» **WHAT YOU NEED TO DO**
1. Reproduce the passage of the Mississippi expungement text below from "For the broader" up to and including "or § 99-15-26.".
2. Decide whether each statement agrees with the Mississippi expungement text below. Answer yes or no for each, and quote the deciding words of the text.
(a) Federal criminal convictions fall under Mississippi's expungement framework.
(b) The district attorney has 30 days to object to an expungement petition.
(c) Expungement in Mississippi erases the underlying event.
3. Answer these questions from the Mississippi expungement text below.
(a) How many circuit court districts does Mississippi have?
(b) Under what law do juvenile records have a separate sealing mechanism?
(c) How long is the waiting period for expunging a non-violent felony conviction under § 99-19-71?

» **SOURCE TEXT**
>>>>
Mississippi Criminal Record Expungement: Eligibility and Process
Mississippi's expungement statutes govern when and how a criminal record can be sealed from public access, directly affecting employment prospects, housing applications, professional licensing, and civil rights restoration. Eligibility depends on offense classification, sentence completion, and waiting periods defined under Mississippi law. The process is judicial — petitioners must file in the court of conviction and meet procedural requirements enforced by circuit or county court clerks. This page maps the statutory structure, eligibility categories, procedural sequence, and the classification boundaries that determine who qualifies and who does not.
Definition and scope
Expungement in Mississippi is the court-ordered sealing of a criminal record, preventing its disclosure in most background check contexts. It does not erase the underlying event but removes the record from public access under Mississippi Code Annotated § 99-19-71, the primary statute governing expungement of non-violent felony convictions, and § 99-15-26, which governs dismissals and first-offender outcomes.
Scope of this page: The coverage here is limited to Mississippi state-court criminal records and the expungement remedies available under Mississippi statutes. Federal criminal convictions — handled by the U.S. District Court for the Northern or Southern District of Mississippi — are governed by federal law and fall outside Mississippi's expungement framework. Juvenile records have a separate sealing mechanism under the Mississippi Youth Court Law (§ 43-21-261), addressed in detail on the Mississippi Juvenile Justice System page. Civil matters, traffic infractions that never resulted in a criminal charge, and federal immigration consequences of state convictions are not covered by this page.
For the broader statutory and regulatory environment governing Mississippi courts, see Regulatory Context for the Mississippi Legal System.
How it works
The expungement process under Mississippi law proceeds through a structured judicial petition sequence:
- Determine eligibility — The petitioner or their attorney confirms the offense type, disposition, sentence completion status, and applicable waiting period against the criteria in § 99-19-71 or § 99-15-26.
- Obtain certified court records — A certified copy of the final disposition from the originating court is required. Circuit clerks in Mississippi's 22 circuit court districts maintain these records.
- File a Petition for Expungement — The petition is filed in the court of original jurisdiction. Filing fees vary by county; the Mississippi Court Filing Fees and Costs page provides structure on courthouse fee schedules.
- Serve notice — The district attorney's office for the relevant judicial district must be served. Under § 99-19-71(3), the DA has 30 days to object.
- Hearing (if contested) — If the district attorney objects, the circuit court schedules a hearing. Uncontested petitions may be granted on the pleadings.
- Order of expungement — Upon approval, the court issues a written order. Copies are distributed to the Mississippi Department of Public Safety, the arresting agency, and the Mississippi Criminal Information Center (MCIC), which maintains the central state repository.
- Record sealing — The MCIC updates its files. The record is no longer reportable in most civilian background checks, though it remains accessible to law enforcement and certain licensing boards by statute.
The Mississippi Criminal Procedure Overview page covers the broader procedural framework within which expungement petitions operate.
Common scenarios
Non-violent felony first offenders — § 99-19-71 permits expungement of one non-violent felony conviction after a 5-year waiting period following sentence completion, provided no subsequent felony convictions exist. The statute lists specific disqualifying offenses including sex crimes, crimes against children, and offenses carrying a life sentence.
<<<<
» **INFORMATION SUPPLIED**
>>>>
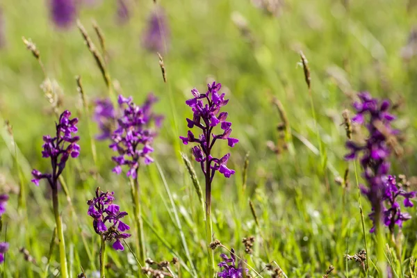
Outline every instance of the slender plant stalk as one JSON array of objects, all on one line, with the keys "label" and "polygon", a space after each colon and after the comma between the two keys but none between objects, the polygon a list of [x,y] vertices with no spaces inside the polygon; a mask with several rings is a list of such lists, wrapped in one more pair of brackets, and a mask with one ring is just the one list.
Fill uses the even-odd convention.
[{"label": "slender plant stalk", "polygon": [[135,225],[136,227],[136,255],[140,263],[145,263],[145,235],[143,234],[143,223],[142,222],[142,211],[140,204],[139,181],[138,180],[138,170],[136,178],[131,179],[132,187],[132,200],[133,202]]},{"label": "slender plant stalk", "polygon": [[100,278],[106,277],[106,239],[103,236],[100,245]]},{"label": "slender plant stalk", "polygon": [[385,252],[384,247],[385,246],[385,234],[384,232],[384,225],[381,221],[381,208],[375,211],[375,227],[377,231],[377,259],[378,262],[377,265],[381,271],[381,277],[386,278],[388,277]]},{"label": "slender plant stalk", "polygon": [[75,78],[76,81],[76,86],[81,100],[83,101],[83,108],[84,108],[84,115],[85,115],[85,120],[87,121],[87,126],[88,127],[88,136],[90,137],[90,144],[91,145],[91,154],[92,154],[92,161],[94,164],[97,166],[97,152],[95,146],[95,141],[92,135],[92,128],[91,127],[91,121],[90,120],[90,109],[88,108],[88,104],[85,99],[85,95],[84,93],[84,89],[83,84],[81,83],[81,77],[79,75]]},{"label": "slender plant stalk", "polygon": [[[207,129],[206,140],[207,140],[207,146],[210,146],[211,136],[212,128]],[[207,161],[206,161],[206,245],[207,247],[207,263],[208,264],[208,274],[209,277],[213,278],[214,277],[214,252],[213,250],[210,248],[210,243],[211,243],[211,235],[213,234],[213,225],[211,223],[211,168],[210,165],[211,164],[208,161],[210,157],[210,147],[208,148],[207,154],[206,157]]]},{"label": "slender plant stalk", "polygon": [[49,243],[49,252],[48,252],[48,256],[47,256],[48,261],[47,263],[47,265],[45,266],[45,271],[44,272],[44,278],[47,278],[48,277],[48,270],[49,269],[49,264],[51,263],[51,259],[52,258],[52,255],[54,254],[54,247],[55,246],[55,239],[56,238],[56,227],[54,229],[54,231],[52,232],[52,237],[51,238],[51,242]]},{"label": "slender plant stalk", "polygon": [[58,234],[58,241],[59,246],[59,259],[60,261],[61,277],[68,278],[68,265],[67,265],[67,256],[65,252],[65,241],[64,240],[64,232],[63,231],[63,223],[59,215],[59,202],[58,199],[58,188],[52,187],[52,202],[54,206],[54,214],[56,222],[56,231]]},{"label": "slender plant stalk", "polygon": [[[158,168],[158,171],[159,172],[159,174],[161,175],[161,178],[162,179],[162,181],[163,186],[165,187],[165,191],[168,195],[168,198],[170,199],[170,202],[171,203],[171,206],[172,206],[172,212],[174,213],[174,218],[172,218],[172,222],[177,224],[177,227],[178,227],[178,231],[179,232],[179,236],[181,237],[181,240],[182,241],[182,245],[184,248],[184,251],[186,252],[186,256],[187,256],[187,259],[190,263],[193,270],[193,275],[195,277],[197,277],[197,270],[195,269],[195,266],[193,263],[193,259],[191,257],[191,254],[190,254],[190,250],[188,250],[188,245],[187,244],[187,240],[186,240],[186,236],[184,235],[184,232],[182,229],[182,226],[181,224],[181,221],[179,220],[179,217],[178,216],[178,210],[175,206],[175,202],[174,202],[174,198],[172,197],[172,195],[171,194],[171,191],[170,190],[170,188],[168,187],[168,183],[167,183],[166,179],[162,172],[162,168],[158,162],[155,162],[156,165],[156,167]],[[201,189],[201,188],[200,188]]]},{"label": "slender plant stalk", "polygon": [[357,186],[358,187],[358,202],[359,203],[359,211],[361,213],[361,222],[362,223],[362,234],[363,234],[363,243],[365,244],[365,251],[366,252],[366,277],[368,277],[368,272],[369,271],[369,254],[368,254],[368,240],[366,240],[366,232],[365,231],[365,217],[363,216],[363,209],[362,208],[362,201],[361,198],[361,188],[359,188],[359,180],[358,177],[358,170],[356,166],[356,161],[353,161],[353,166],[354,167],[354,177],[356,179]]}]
<<<<
>>>>
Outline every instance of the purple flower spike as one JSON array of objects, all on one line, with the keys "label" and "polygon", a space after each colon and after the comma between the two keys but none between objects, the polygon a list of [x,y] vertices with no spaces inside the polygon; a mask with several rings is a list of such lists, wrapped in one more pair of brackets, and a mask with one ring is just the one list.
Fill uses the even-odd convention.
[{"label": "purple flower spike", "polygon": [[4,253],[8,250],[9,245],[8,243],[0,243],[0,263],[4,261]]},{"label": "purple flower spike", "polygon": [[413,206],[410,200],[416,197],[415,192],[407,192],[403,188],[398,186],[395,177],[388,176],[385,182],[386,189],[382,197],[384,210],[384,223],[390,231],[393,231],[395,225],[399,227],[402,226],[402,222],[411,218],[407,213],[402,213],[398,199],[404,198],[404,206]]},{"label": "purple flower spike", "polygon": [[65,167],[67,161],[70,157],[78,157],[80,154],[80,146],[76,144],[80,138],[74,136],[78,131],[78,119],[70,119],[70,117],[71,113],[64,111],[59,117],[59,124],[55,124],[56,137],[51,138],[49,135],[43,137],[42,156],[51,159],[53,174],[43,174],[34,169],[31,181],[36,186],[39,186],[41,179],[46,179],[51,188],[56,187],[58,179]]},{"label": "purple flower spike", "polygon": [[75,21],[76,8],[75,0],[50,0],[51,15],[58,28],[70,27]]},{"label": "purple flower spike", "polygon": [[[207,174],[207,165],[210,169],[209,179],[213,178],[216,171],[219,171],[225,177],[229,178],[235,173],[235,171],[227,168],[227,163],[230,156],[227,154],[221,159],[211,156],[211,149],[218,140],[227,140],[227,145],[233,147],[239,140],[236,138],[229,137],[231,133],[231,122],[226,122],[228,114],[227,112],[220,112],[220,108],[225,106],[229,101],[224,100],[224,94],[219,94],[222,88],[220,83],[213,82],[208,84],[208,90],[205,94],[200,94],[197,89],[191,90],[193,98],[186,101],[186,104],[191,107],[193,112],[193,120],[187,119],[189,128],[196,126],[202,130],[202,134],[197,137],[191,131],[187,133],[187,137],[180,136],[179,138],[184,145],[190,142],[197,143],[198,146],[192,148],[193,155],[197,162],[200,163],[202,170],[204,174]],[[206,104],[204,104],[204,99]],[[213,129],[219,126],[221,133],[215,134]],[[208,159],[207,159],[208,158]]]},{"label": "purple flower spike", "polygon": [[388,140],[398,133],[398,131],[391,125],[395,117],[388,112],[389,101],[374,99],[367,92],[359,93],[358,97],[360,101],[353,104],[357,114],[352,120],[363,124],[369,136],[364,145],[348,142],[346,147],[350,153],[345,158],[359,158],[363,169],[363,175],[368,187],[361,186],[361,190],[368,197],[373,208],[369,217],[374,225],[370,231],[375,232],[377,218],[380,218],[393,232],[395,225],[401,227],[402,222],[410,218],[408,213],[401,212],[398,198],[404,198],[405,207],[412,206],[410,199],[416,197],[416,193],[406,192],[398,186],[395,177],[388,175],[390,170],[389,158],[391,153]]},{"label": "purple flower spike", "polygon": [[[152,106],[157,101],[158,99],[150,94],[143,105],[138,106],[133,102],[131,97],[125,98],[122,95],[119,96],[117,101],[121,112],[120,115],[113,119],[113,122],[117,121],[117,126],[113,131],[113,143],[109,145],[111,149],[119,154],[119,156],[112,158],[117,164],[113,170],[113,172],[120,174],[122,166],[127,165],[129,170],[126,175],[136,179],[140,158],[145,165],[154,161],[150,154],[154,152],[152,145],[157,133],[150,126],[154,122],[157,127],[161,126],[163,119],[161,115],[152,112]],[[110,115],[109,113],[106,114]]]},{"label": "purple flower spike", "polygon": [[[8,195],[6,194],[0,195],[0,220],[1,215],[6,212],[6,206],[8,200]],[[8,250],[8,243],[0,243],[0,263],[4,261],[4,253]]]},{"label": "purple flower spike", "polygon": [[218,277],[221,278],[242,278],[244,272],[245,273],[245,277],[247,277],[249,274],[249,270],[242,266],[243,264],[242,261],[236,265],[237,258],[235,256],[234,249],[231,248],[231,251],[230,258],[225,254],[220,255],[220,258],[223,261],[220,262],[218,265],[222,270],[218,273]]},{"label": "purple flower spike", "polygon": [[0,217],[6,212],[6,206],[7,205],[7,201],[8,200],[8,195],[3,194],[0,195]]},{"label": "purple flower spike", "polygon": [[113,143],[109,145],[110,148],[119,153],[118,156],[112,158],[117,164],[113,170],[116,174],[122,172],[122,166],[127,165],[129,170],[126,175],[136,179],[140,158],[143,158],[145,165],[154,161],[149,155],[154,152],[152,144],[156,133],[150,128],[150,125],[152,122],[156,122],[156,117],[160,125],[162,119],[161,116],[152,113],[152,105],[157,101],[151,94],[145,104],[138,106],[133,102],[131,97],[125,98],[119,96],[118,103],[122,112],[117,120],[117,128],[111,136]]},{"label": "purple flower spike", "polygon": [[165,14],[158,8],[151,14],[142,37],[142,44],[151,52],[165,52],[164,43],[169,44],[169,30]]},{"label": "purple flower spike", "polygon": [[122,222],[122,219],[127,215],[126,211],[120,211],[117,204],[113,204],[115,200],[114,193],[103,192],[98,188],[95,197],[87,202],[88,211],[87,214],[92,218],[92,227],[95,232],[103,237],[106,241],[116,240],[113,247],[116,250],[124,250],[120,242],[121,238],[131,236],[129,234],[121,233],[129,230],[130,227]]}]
<<<<
» **ANSWERS FOR THE EXERCISE**
1.
For the broader statutory and regulatory environment governing Mississippi courts, see Regulatory Context for the Mississippi Legal System.
How it works
The expungement process under Mississippi law proceeds through a structured judicial petition sequence:
- Determine eligibility — The petitioner or their attorney confirms the offense type, disposition, sentence completion status, and applicable waiting period against the criteria in § 99-19-71 or § 99-15-26.

2.
(a) No: "Federal criminal convictions — handled by the U.S. District Court for the Northern or Southern District of Mississippi — are governed by federal law and fall outside Mississippi's expungement framework."
(b) Yes: "Under § 99-19-71(3), the DA has 30 days to object."
(c) No: "It does not erase the underlying event but removes the record from public access"

3.
(a) 22.
(b) The Mississippi Youth Court Law (§ 43-21-261).
(c) 5 years following sentence completion.